__EXERCISE DESCRIPTION__.
Lines to return, exactly: from the line with "Target: framed photographic print" to the line with "Target: standing figure in relief" in the entries below, both included.
*** DATA PROVIDED Section Begins ***
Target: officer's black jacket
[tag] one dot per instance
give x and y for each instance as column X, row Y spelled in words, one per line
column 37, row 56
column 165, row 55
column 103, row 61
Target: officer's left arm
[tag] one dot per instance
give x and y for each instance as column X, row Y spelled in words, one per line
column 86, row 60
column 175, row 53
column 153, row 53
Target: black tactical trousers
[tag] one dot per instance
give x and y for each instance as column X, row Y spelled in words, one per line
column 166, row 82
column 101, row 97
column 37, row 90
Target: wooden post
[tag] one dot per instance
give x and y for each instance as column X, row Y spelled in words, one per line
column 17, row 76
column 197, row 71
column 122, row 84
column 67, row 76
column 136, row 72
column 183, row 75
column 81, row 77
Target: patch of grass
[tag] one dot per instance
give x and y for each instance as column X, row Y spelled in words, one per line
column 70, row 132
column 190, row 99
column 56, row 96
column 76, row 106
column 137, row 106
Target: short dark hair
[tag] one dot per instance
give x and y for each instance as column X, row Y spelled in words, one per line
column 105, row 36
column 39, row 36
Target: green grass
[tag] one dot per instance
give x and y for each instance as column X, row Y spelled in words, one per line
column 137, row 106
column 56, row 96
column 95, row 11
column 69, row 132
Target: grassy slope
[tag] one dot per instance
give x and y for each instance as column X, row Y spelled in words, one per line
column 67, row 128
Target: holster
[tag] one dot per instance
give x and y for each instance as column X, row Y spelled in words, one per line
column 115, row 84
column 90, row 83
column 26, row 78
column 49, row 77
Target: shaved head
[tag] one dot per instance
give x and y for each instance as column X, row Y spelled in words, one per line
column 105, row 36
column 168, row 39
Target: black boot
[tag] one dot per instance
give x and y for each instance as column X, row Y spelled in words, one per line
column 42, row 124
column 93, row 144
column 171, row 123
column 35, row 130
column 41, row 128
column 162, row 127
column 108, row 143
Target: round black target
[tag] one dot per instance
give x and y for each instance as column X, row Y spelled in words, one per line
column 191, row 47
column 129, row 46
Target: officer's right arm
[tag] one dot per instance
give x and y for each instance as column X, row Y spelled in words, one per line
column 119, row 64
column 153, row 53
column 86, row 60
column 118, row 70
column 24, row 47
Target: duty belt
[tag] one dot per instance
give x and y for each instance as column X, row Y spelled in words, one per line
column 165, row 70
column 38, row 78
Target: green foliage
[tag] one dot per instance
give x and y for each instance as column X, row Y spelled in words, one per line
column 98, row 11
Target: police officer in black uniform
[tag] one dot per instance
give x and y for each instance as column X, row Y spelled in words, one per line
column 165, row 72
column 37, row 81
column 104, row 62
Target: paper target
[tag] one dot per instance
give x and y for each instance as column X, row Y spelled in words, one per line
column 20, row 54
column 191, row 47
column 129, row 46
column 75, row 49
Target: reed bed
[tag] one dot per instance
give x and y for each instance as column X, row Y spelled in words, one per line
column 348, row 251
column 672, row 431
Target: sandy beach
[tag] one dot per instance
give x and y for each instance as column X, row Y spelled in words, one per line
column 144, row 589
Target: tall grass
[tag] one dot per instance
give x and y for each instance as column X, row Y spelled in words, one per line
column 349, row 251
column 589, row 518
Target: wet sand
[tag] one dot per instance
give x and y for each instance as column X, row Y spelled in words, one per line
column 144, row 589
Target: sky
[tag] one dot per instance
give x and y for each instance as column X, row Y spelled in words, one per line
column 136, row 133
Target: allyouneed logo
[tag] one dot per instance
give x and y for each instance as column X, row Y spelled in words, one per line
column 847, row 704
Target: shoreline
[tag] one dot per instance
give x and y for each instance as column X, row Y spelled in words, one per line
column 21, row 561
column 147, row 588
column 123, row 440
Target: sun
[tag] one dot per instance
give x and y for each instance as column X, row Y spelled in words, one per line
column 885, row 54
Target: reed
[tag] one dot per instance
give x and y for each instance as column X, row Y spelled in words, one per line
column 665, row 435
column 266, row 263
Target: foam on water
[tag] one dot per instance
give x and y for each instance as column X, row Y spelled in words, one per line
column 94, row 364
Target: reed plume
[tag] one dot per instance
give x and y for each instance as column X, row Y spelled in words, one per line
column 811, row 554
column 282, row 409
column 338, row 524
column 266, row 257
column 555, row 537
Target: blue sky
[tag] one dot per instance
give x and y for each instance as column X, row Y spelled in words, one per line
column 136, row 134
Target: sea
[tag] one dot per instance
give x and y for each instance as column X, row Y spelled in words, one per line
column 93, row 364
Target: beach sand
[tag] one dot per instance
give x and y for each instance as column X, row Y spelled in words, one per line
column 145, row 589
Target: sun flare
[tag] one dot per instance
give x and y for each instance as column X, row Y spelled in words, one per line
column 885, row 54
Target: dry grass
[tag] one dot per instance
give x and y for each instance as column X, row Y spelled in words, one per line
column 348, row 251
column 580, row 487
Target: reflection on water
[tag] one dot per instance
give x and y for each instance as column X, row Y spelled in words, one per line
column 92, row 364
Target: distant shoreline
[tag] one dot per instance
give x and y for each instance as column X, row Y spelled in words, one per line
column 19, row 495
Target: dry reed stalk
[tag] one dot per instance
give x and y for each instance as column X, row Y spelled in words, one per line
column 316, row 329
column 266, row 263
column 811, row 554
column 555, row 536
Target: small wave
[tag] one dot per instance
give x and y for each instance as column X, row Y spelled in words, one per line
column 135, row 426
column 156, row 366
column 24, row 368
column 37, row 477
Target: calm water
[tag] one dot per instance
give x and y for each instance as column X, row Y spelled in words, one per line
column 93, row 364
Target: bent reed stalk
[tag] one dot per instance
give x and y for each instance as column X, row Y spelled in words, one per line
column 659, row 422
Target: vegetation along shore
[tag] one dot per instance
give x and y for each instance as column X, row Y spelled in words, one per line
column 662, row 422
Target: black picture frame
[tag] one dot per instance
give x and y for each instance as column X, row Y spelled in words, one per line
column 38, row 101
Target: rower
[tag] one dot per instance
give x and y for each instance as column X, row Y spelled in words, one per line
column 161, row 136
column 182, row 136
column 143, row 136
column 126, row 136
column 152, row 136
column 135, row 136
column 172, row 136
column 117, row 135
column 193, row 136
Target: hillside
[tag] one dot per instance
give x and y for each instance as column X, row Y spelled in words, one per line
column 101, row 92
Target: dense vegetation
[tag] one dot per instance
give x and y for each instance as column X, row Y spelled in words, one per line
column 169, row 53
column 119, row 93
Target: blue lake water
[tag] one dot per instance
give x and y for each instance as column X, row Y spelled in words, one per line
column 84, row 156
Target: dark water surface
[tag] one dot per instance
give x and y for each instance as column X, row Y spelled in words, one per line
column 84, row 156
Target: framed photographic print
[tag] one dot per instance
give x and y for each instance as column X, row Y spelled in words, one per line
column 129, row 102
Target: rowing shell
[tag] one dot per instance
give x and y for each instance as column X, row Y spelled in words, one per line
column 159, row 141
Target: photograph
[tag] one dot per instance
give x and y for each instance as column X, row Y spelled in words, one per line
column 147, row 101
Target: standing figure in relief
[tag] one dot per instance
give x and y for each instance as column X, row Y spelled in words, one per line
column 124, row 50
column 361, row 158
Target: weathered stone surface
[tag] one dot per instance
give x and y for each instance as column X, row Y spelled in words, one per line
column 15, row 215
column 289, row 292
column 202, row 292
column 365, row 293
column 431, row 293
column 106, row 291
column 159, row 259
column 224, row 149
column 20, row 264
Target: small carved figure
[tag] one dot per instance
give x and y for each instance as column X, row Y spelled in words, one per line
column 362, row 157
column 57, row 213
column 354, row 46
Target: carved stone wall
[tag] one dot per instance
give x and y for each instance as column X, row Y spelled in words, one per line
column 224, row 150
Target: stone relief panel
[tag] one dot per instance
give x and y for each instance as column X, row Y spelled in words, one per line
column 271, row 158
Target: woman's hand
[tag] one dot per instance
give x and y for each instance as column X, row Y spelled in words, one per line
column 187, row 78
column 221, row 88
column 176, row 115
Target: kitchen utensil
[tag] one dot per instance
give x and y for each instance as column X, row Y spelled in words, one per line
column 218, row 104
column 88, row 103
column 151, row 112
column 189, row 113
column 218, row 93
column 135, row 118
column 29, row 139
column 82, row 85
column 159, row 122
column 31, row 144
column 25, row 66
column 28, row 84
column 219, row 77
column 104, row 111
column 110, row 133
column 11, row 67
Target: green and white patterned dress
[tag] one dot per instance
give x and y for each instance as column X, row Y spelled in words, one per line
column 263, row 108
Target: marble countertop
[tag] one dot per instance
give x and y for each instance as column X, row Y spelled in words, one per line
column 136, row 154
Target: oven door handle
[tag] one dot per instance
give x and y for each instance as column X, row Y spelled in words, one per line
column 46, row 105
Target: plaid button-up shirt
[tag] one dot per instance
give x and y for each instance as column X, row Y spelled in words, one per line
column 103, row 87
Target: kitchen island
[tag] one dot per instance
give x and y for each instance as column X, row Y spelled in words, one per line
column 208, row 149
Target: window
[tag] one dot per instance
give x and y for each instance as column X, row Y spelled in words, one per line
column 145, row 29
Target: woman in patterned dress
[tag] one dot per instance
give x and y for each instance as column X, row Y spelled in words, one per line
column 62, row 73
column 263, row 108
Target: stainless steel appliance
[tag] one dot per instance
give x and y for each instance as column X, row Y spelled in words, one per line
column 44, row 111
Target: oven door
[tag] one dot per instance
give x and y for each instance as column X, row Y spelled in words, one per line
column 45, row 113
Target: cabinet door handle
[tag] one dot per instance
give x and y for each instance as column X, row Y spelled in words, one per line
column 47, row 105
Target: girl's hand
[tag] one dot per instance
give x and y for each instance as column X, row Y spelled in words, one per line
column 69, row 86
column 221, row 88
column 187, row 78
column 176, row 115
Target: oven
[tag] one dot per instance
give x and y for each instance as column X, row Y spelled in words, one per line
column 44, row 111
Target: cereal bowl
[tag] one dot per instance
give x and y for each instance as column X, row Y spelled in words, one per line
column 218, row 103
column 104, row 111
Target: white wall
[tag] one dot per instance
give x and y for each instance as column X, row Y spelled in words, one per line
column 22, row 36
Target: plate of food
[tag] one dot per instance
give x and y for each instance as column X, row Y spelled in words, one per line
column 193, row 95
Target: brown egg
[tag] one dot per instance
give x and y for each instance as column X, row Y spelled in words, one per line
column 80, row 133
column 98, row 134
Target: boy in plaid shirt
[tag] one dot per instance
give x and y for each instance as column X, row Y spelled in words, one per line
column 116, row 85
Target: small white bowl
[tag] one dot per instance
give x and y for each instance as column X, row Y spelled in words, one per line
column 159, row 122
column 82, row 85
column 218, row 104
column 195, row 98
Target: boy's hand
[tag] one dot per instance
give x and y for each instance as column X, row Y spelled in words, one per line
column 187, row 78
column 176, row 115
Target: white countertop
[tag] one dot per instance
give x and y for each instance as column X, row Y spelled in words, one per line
*** DATA PROVIDED Section Ends ***
__EXERCISE SOLUTION__.
Target: framed photographic print
[tag] one dot per instance
give x and y for each instance as column X, row Y spelled in words, one per line
column 129, row 102
Target: rowing shell
[tag] one dot per instance
give x and y for each instance as column X, row Y spelled in words, one per line
column 159, row 141
Target: photograph
[tag] one dot per instance
give x and y for each instance as column X, row Y spelled in words, one per line
column 147, row 101
Target: standing figure in relief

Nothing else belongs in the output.